**WHAT TO DO**
Print every entry again exactly, with no pictures.

**RECORDS PROVIDED**
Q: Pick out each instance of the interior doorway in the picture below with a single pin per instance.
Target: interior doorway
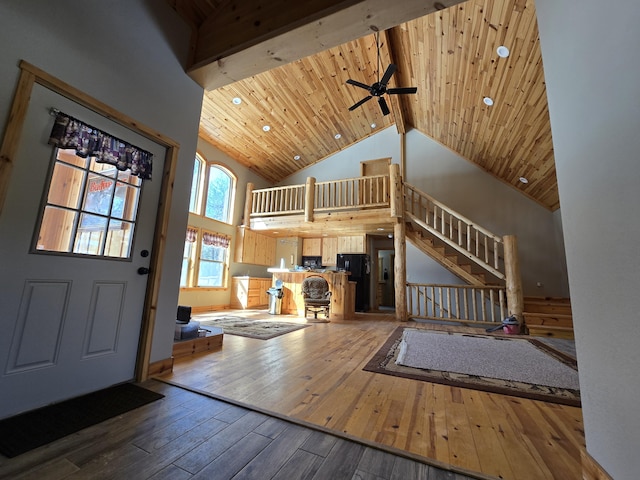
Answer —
(385, 292)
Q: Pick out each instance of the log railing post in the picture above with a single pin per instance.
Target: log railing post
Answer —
(400, 269)
(399, 242)
(396, 203)
(310, 188)
(515, 299)
(248, 201)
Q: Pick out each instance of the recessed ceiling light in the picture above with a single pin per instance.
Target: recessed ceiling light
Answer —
(503, 51)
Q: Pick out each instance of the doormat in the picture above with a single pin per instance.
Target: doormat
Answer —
(30, 430)
(498, 374)
(260, 329)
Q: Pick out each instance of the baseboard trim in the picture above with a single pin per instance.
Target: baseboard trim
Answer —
(592, 470)
(161, 367)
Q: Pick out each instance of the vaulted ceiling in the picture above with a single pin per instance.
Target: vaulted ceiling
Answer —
(289, 71)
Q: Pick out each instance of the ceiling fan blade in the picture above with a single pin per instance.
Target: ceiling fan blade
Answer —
(356, 105)
(383, 106)
(358, 84)
(402, 90)
(387, 74)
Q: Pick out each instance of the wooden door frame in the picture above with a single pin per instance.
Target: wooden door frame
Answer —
(31, 75)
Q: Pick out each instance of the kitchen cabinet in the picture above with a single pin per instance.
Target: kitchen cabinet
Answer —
(352, 244)
(311, 247)
(329, 251)
(255, 248)
(249, 292)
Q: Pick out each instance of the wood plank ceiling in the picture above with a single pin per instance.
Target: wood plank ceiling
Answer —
(449, 55)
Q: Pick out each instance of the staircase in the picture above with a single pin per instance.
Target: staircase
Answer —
(548, 317)
(469, 251)
(454, 261)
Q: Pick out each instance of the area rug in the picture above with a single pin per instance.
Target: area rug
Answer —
(522, 367)
(260, 329)
(33, 429)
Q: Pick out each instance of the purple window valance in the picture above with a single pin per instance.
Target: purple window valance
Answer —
(215, 240)
(192, 234)
(68, 132)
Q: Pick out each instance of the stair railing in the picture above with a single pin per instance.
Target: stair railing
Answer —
(471, 240)
(463, 303)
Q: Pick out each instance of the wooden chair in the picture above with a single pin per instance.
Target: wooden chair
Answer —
(316, 295)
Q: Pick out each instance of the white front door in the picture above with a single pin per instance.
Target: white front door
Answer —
(69, 324)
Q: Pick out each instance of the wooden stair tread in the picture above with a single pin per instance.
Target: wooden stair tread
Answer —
(550, 331)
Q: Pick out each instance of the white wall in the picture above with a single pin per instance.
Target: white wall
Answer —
(346, 163)
(130, 55)
(592, 69)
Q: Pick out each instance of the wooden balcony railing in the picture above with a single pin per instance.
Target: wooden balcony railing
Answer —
(361, 192)
(346, 194)
(460, 303)
(288, 200)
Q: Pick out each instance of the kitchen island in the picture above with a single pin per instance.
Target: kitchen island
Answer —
(342, 292)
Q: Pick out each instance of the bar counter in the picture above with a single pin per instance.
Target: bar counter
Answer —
(343, 299)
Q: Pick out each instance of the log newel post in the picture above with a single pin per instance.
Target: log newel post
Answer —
(515, 299)
(248, 201)
(399, 243)
(395, 184)
(309, 192)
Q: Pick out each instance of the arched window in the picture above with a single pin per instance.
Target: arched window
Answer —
(213, 190)
(221, 189)
(195, 200)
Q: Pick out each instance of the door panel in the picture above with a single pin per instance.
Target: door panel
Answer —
(71, 324)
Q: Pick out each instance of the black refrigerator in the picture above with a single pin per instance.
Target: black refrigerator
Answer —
(359, 264)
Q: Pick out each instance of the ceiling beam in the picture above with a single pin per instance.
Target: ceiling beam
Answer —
(225, 53)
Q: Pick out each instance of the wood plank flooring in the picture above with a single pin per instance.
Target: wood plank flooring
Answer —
(190, 436)
(315, 375)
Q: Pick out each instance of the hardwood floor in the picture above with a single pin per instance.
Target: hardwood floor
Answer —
(315, 375)
(190, 436)
(339, 415)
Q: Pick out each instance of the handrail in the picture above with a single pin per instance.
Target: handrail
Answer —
(475, 242)
(359, 192)
(350, 193)
(287, 200)
(459, 303)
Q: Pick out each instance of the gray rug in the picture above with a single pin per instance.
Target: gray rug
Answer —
(260, 329)
(385, 362)
(504, 358)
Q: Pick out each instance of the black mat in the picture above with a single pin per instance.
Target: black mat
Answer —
(33, 429)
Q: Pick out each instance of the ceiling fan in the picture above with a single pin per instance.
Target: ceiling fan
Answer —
(379, 88)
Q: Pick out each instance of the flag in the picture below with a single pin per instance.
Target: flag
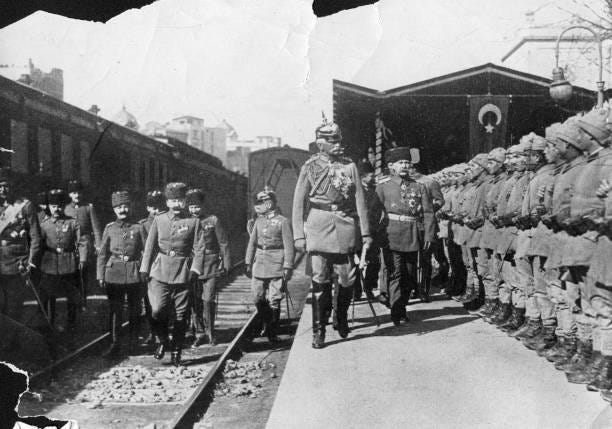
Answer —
(488, 122)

**RESPONSE AREA**
Q: Pick out each instance of the interior doorway in the picture below with a single pin per instance.
Target: interior doorway
Answer —
(385, 292)
Q: Pick out each instance of the log railing post in the picture above with a single pin per instance.
Target: log railing post
Answer —
(400, 269)
(399, 242)
(396, 203)
(310, 188)
(515, 299)
(248, 201)
Q: Pick out each instance of the recessed ceiling light in the picture above with a single pin per instance.
Target: recessed ceiling light
Answer —
(503, 51)
Q: Pick out each instance of the doormat in the picture above with a single pin per instance.
Target: doormat
Answer —
(30, 430)
(498, 374)
(260, 329)
Q: Pick out each instance of the baseboard trim in the picture above with a single pin per instance.
Target: baseboard trim
Answer —
(592, 470)
(161, 367)
Q: Pick out each instance of the vaulted ceiling in the picture above with a single pin per instance.
Target: vaulted ceiling
Answer —
(289, 71)
Q: Pick out each instance of the ceiling fan blade in the picture above with a single pin per instance.
Target: ceiling fan blade
Answer —
(356, 105)
(383, 106)
(358, 84)
(402, 90)
(387, 74)
Q: Pick out each instance of the wooden door frame in the picture above with a single pin per instance.
Target: wooden door frame
Answer —
(31, 75)
Q: Pick out each instance of the kitchen cabinet in the picture above with a single pin per instance.
Target: kitchen cabinet
Answer —
(352, 244)
(311, 247)
(329, 251)
(255, 248)
(249, 292)
Q: Pick out each instance of the wood plank ceiling in the picture above with a single pin per instance.
Target: wood plank ceiling
Answer —
(449, 55)
Q: Pick out each instance of the staircase in the picture above with a single pin per instance.
Target: staircase
Answer —
(548, 317)
(469, 251)
(454, 261)
Q: Pick out each instance of the area rug in the picture above with a single pin per instance.
Target: area rug
Answer —
(522, 367)
(260, 329)
(33, 429)
Q: Pick out each instance of the purple window valance in the picture above with a single pin per instance.
Target: purple window valance
Answer —
(215, 240)
(192, 234)
(68, 132)
Q: Pick out each instance of the stair railing in the picture above with a single pin per instance.
Target: stair railing
Answer —
(471, 240)
(463, 303)
Q: Pick out each instance of the wooden chair in the picture above with a single pin per instance.
Target: wooden chair
Answer —
(316, 295)
Q: Pick out each instance of the white front door in the picture above with a single pin per instance.
Target: white front door
Answer —
(69, 324)
Q: Pick out each instance of the wooden stair tread in the picture above with a single pin per instance.
Target: wooden stair tread
Answer —
(550, 331)
Q: Pick out each instance of the white wall in the picture above with a single pin per instance.
Target: white wall
Answer —
(346, 163)
(130, 55)
(592, 69)
Q: Pick out each instance of the wooden balcony railing in the picture above with a single pin per instance.
Target: wooden balcony railing
Answer —
(361, 192)
(346, 194)
(460, 303)
(288, 200)
Q: Pick out each instance of the kitchen island in the picture above with a single pin per instance.
Target: kitchen island
Answer —
(342, 292)
Q: Pick out each instance of the bar counter in the picture above with a single pin per instance.
Target: bar counter
Answer —
(343, 299)
Q: Pick out each instance of the log newel post in the picture above with a single pin per instance.
Target: log newel post
Answer —
(515, 299)
(248, 201)
(399, 243)
(395, 184)
(309, 192)
Q: Pick out each instance of the arched window in the picture above with a single pin per instance.
Target: arched window
Answer —
(213, 190)
(221, 189)
(195, 200)
Q: Pick out each instance of the door panel in the picture above with a single pin per instance.
Target: door panel
Answer —
(71, 324)
Q: Pick out each instance of the black refrigerator in the picture above with a single pin per instance.
Target: black refrigerator
Answer —
(359, 264)
Q: Pick out each instance of the ceiling beam in the picture above with a single pin per instance.
Target: ceiling beam
Answer —
(225, 53)
Q: Pick out each instance of the wood plank flooring in the picture above with a single pin per instance.
Target: wood plank flooring
Answer —
(190, 436)
(315, 375)
Q: Pick out each instance of the hardwood floor in the picture above with a single pin per instance.
Target: hardwood floor
Answer —
(315, 375)
(190, 436)
(339, 415)
Q: Pick out each instance of the handrail in the picture above with a single pin per instance.
Target: handrail
Answer —
(475, 242)
(359, 192)
(350, 193)
(287, 200)
(459, 303)
Q: Pick out each instance of the gray rug in the picture above with a single pin per instance.
Target: gray rug
Answer —
(260, 329)
(385, 362)
(504, 358)
Q: Pick out each instance of the black mat in the picture above with a single pin per instance.
Target: black mat
Answer —
(33, 429)
Q: Pick out each instance of the ceiling fan in the picture above with a single pin per instance.
Target: ceiling fan
Answer —
(379, 88)
Q: Pick out each instance of the flag in the picture below with a single pin per instance.
Target: flag
Answer —
(488, 122)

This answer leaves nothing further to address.